» Task to complete:
Restating the data exactly is the whole task.

(Saved entries)
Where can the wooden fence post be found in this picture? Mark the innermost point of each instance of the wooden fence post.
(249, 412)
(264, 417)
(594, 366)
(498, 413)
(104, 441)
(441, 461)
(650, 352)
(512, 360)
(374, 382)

» Solution to this task:
Where can the wooden fence post be found in this picture? Mark the innermost point of each instance of the wooden fence post.
(249, 412)
(264, 417)
(594, 366)
(498, 413)
(104, 441)
(441, 461)
(650, 352)
(512, 360)
(374, 382)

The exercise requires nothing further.